## AUSGANGSTEXT
Die Sanktionspraxis gehört reformiert. Ein-Euro-Jobs eingestellt. Nicht jede Arbeit darf zumutbar bleiben. Angedachte Kontrollverschärfungen müssen im Keim erstickt werden. Als polizeistaatliche Verfolgungsbetreuung kann die Sozialhilfe nicht fortbestehen. Das gefährdet die Demokratie, geht an die Substanz von Bürger- und Menschenrechten. Ob das Ding dann weiterhin »Hartz IV« heißt, was es ja heute offiziell schon nicht tut, ist dabei völlig unerheblich. Irgendwas Hartzvieriges wird es immer geben. Jede Fürsorge ist ein Angriff auf die Würde, auch dann, wenn sie relativ würdevoll gestaltet ist. Ein bisschen Ankratzen der Würde bleibt letztlich immer.
Die Sozialhilfe kann gar nicht weg. Und jetzt kommt mir nicht mit dem Grundeinkommen. »Bedingungslos« noch dazu. Möglich, dass es dieses Einkommen irgendwann auf irgendeine Weise geben wird. Man kann den Versuch starten, auch wenn er wohl in die Hose gehen wird. Bedingungslos wird es aber nie sein. Jede Gesellschaft, jedes Zusammenleben ist an Bedingungen geknüpft. Manche sind nicht richtig, andere aber nötig. Auch so ein Punkt, warum mancher Linker mit Ramelow auf Kriegsfuß steht. Er geht nicht mit wehenden Fahnen voran in dieser Frage. Er freue sich zwar auf die Debatten in seiner Partei, sagt er. Aber da vor dem Grundeinkommen eine generelle gesellschaftliche Diskussion stattfinden müsse, dünkt es ihm kaum praktikabel. Außerdem fürchtet er, dass es den Niedriglohnsektor ausweitet. Ein richtig gemachter Mindestlohn wäre weitaus sinnvoller. Wenn man aber keine radikalen Umbrüche verlangt, wird man in gewissen linken Kreisen unglaubwürdig.

## AUFGABE
Schreibe die Passage des Ausgangstexts von "Die Sanktionspraxis gehört" bis einschließlich "bleibt letztlich immer." erneut ab und ersetze darin "Sozialhilfe" durch "Grundsicherung".

## VORLIEGENDES MATERIAL
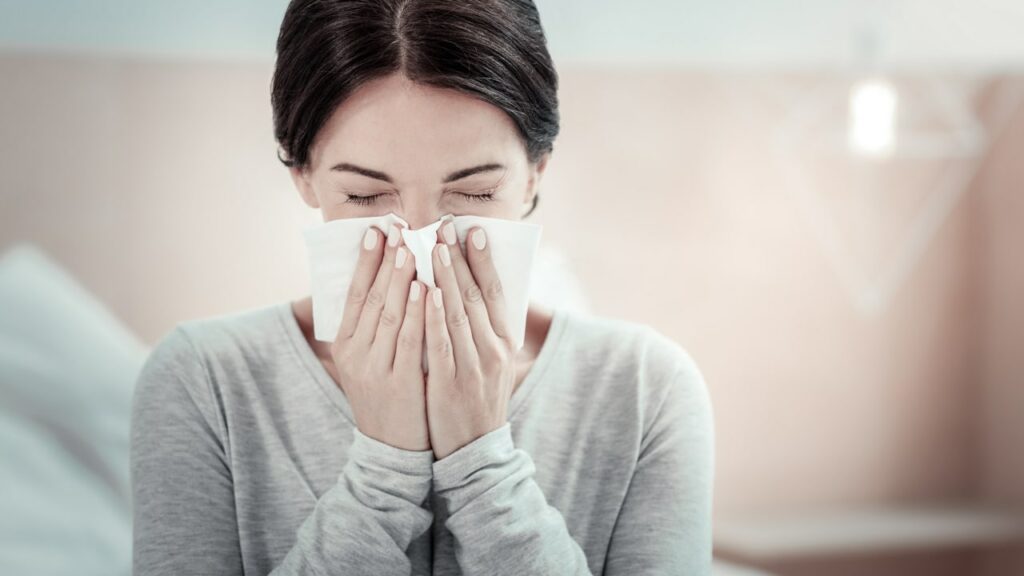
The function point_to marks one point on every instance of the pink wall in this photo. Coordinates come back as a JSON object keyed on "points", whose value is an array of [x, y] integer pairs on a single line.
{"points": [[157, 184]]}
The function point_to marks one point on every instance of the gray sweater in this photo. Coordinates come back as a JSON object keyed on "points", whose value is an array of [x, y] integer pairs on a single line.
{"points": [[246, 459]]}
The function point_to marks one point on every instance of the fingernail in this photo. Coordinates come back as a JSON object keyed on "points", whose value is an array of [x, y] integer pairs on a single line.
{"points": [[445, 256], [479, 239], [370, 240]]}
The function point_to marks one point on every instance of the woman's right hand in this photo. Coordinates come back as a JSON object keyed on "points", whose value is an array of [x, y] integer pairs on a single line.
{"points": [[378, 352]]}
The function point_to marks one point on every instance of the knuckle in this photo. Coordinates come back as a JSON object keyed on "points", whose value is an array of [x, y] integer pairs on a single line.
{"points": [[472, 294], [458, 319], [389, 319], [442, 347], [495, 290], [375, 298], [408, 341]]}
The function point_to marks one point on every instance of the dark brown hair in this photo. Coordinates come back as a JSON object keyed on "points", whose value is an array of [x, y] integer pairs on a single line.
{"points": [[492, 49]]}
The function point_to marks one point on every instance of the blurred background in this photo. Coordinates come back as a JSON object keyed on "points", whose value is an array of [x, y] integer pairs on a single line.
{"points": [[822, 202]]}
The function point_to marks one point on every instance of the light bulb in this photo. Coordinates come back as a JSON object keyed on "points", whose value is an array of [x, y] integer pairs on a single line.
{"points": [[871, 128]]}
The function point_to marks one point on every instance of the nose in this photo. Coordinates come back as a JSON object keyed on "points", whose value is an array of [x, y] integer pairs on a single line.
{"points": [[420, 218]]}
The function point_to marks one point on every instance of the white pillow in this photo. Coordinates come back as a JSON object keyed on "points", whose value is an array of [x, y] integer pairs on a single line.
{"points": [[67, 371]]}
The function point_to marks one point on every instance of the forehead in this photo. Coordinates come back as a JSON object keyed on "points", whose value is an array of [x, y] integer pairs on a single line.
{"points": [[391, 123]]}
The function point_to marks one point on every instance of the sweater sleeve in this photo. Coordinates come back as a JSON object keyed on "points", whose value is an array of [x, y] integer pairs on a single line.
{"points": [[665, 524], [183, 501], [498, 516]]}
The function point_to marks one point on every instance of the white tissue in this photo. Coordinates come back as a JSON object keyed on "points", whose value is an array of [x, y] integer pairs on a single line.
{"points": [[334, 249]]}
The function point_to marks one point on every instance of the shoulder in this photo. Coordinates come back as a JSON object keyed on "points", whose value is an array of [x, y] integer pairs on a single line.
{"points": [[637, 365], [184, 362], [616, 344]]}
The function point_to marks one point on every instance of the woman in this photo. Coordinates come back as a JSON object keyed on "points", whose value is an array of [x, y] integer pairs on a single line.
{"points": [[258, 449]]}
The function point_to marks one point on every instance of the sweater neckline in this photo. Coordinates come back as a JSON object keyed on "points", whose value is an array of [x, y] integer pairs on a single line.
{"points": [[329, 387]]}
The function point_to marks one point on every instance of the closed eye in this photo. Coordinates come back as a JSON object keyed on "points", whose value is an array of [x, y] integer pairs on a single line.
* * *
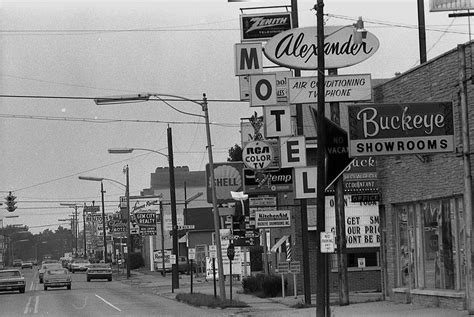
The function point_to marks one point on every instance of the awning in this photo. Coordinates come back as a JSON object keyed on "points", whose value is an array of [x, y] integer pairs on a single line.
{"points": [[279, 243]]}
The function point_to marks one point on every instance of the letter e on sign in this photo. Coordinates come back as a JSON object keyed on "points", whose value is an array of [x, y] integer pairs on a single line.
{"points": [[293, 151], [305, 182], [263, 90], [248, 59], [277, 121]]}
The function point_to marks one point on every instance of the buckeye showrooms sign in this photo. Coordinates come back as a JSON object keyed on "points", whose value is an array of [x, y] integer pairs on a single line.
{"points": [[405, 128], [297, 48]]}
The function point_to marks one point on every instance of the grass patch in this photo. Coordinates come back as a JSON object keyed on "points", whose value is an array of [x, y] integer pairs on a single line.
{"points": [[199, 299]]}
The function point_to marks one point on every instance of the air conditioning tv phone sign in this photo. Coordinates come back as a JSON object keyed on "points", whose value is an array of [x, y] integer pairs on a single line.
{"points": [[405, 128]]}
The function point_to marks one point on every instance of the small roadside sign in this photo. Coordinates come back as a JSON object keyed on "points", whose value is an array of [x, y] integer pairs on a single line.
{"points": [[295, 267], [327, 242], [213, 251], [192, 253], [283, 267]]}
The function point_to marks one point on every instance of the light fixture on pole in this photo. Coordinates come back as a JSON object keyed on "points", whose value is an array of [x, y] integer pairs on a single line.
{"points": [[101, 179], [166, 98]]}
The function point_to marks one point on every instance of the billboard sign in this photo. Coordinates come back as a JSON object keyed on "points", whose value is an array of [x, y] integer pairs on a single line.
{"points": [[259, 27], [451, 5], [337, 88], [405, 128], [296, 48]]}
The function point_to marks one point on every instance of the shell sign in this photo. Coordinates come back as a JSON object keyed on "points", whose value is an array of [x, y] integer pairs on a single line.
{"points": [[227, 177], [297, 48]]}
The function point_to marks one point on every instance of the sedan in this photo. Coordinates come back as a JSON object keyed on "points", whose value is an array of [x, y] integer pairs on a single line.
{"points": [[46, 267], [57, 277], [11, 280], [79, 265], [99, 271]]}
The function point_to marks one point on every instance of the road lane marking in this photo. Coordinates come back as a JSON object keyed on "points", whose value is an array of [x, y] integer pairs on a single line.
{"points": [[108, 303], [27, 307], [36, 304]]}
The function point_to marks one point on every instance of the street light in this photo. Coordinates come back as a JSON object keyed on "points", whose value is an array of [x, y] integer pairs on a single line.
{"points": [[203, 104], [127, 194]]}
==
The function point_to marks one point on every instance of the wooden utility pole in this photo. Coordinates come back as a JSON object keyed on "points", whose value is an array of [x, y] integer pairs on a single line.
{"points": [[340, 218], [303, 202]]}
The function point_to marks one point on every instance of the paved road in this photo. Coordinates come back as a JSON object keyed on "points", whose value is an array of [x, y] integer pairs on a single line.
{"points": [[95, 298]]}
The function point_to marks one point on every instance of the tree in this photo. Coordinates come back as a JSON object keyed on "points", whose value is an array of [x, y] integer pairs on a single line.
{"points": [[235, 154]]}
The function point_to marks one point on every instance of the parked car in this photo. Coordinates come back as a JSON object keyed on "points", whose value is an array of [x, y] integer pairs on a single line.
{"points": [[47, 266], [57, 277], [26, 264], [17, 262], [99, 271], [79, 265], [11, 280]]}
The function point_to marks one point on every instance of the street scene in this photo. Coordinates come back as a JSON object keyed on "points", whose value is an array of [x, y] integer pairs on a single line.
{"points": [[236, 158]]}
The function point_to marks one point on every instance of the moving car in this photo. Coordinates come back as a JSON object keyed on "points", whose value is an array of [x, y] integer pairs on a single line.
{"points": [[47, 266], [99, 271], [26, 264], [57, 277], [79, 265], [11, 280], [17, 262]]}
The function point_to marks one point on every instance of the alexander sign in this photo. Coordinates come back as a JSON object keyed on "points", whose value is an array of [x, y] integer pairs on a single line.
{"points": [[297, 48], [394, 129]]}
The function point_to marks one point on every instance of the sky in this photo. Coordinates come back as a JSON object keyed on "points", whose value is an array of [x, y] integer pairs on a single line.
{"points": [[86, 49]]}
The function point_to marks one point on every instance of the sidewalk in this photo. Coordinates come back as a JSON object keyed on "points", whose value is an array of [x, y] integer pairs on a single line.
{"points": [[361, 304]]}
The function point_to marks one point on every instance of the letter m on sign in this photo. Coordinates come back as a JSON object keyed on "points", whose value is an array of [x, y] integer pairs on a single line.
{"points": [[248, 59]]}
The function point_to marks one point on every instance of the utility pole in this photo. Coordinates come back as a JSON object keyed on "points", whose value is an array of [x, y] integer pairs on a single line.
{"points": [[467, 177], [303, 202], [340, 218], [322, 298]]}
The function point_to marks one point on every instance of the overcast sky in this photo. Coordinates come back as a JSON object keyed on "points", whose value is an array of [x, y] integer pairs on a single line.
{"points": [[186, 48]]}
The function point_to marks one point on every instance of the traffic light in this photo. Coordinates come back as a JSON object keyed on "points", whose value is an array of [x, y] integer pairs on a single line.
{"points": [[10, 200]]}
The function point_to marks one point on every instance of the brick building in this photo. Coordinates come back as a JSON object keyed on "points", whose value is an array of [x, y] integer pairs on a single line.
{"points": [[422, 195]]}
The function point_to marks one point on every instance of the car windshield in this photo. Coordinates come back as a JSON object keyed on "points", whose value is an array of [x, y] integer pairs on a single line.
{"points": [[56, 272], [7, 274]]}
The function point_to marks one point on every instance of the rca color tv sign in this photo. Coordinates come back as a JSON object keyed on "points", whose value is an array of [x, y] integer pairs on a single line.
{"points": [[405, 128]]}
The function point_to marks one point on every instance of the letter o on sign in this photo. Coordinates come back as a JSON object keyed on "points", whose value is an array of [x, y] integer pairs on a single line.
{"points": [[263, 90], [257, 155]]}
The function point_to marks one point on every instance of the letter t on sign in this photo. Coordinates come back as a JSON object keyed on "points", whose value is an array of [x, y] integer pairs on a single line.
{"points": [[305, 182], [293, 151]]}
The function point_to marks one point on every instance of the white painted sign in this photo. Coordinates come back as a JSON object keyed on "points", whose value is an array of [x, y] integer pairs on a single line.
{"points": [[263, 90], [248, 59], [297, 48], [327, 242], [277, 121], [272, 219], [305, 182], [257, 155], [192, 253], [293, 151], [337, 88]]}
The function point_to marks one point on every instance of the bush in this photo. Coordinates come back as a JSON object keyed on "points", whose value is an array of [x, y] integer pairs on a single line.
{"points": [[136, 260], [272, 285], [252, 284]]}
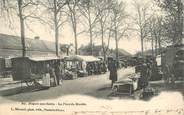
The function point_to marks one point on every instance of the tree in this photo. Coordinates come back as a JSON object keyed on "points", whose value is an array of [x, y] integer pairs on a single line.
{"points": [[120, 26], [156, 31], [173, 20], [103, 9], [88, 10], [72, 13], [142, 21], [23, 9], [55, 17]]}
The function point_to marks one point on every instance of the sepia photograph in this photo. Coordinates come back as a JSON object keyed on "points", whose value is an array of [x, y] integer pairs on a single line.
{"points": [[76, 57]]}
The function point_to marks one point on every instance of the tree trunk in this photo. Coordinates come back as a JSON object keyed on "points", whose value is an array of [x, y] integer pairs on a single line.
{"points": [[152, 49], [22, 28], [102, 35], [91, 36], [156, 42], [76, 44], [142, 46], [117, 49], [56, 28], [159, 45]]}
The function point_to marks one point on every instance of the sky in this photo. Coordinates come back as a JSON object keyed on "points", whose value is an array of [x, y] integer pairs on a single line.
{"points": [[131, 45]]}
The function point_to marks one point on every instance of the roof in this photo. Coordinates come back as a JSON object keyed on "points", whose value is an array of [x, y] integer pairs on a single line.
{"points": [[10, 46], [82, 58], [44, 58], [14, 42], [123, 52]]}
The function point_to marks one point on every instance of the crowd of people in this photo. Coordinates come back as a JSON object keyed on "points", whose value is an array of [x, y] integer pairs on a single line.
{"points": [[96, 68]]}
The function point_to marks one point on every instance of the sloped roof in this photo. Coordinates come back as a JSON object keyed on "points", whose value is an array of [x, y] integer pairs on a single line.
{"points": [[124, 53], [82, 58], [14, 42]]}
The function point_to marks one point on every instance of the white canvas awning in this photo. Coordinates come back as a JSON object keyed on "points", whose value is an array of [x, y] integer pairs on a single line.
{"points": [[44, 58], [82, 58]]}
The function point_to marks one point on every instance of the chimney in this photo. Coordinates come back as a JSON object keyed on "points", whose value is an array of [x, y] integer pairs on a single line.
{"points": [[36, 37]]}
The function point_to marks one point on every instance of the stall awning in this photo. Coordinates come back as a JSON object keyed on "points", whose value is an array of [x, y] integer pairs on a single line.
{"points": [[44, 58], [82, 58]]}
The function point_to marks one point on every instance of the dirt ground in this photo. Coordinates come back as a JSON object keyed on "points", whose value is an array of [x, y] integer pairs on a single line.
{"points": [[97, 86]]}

## ANTWORT
Die Sanktionspraxis gehört reformiert. Ein-Euro-Jobs eingestellt. Nicht jede Arbeit darf zumutbar bleiben. Angedachte Kontrollverschärfungen müssen im Keim erstickt werden. Als polizeistaatliche Verfolgungsbetreuung kann die Grundsicherung nicht fortbestehen. Das gefährdet die Demokratie, geht an die Substanz von Bürger- und Menschenrechten. Ob das Ding dann weiterhin »Hartz IV« heißt, was es ja heute offiziell schon nicht tut, ist dabei völlig unerheblich. Irgendwas Hartzvieriges wird es immer geben. Jede Fürsorge ist ein Angriff auf die Würde, auch dann, wenn sie relativ würdevoll gestaltet ist. Ein bisschen Ankratzen der Würde bleibt letztlich immer.